Reproduce the data below verbatim, line for line, but omit the picture.

__________

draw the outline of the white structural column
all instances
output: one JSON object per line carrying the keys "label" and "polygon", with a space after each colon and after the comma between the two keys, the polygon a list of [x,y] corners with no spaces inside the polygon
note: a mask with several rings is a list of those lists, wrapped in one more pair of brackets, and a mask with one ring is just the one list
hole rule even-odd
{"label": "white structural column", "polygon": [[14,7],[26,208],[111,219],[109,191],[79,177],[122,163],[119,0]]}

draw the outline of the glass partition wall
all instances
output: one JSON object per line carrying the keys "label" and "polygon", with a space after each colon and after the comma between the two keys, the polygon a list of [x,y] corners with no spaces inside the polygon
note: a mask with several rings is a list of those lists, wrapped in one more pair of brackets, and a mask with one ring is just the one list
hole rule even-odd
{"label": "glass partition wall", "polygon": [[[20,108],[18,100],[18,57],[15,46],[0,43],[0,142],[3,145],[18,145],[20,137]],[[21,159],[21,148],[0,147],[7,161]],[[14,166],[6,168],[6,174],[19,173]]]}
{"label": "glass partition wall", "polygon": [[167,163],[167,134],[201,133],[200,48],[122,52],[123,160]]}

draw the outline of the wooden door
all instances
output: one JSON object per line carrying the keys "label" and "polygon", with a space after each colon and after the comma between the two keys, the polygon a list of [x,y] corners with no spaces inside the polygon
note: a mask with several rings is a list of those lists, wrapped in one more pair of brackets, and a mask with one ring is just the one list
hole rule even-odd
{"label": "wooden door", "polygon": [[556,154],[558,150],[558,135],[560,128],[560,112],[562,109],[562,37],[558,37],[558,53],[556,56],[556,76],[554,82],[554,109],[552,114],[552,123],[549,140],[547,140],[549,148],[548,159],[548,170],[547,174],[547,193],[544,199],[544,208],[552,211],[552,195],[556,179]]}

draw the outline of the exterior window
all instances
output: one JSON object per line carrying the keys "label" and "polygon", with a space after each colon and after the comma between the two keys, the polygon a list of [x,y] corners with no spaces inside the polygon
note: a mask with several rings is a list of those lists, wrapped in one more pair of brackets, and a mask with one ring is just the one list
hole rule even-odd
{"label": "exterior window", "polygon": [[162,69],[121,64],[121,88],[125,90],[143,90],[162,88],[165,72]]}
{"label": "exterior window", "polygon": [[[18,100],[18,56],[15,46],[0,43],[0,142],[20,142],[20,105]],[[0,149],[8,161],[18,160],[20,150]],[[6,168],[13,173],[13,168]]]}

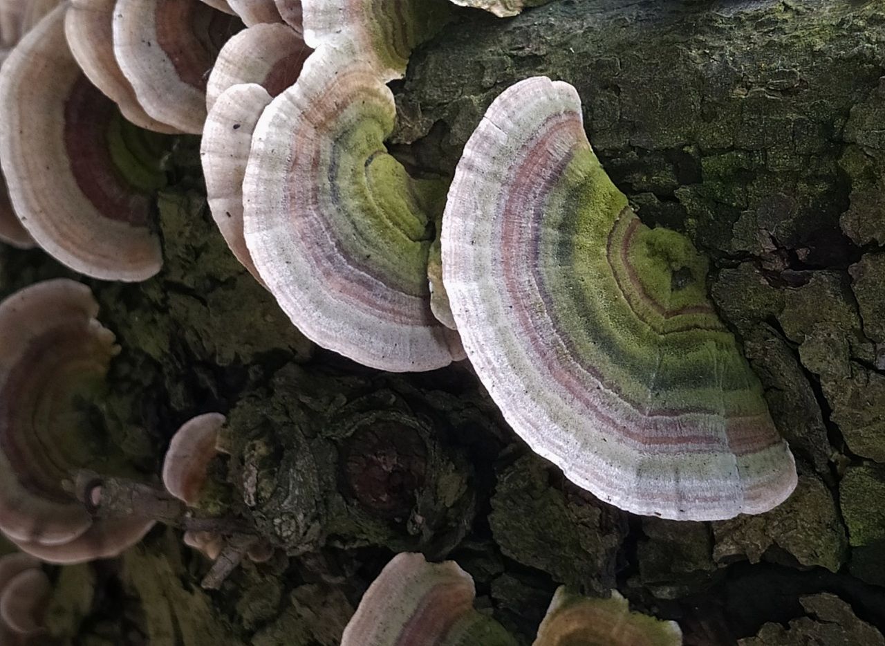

__________

### RESULT FOR THIS TASK
draw the outline of the white structural column
all instances
output: one JSON object per line carrying the keys "label" and "polygon", with a space after each colon and after the comma between the two keys, the polygon a list of [x,y] corners with no spaces inside the polygon
note: a mask with several rings is a list of those lists, wrapped in one more pair of brackets, and a mask with one ring is just the one list
hole rule even-odd
{"label": "white structural column", "polygon": [[14,7],[26,208],[111,219],[109,191],[79,177],[122,163],[119,0]]}

draw the outline of the glass partition wall
all instances
output: one JSON object per line carrying the keys "label" and "polygon", with a space after each colon and after the comma between the two keys, the polygon a list of [x,y] corners with no spaces inside the polygon
note: a mask with several rings is a list of those lists, wrapped in one more pair of brackets, and a mask with one ring is just the one list
hole rule even-odd
{"label": "glass partition wall", "polygon": [[[20,108],[18,100],[18,57],[15,46],[0,43],[0,142],[3,145],[18,145],[20,137]],[[21,159],[21,148],[0,147],[7,161]],[[14,166],[6,168],[6,174],[19,173]]]}
{"label": "glass partition wall", "polygon": [[167,163],[167,134],[201,133],[200,48],[122,52],[123,160]]}

draw the outline of the wooden door
all instances
output: one JSON object per line carrying the keys "label" and "polygon", with a space after each colon and after the comma between the two keys, the polygon a list of [x,y] corners with no spaces inside the polygon
note: a mask with several rings is a list of those lists, wrapped in one more pair of brackets, and a mask with one ring is just the one list
hole rule even-odd
{"label": "wooden door", "polygon": [[556,154],[558,150],[558,135],[560,128],[560,112],[562,109],[562,37],[558,37],[558,53],[556,56],[556,76],[554,82],[554,109],[552,114],[552,123],[549,140],[547,140],[549,148],[548,159],[548,170],[547,174],[547,193],[544,199],[544,208],[552,211],[552,195],[556,179]]}

draw the outline of the exterior window
all instances
output: one JSON object per line carrying the keys "label" and "polygon", with a space after each colon and after the comma between the two keys, the polygon a list of [x,y] corners with no spaces inside the polygon
note: a mask with several rings is a list of those lists, wrapped in one more pair of brackets, and a mask with one ring is just the one list
hole rule even-odd
{"label": "exterior window", "polygon": [[162,69],[121,64],[121,88],[125,90],[143,90],[162,88],[165,72]]}
{"label": "exterior window", "polygon": [[[18,100],[18,56],[15,46],[0,43],[0,142],[20,142],[20,105]],[[0,149],[8,161],[18,160],[20,150]],[[6,168],[13,173],[13,168]]]}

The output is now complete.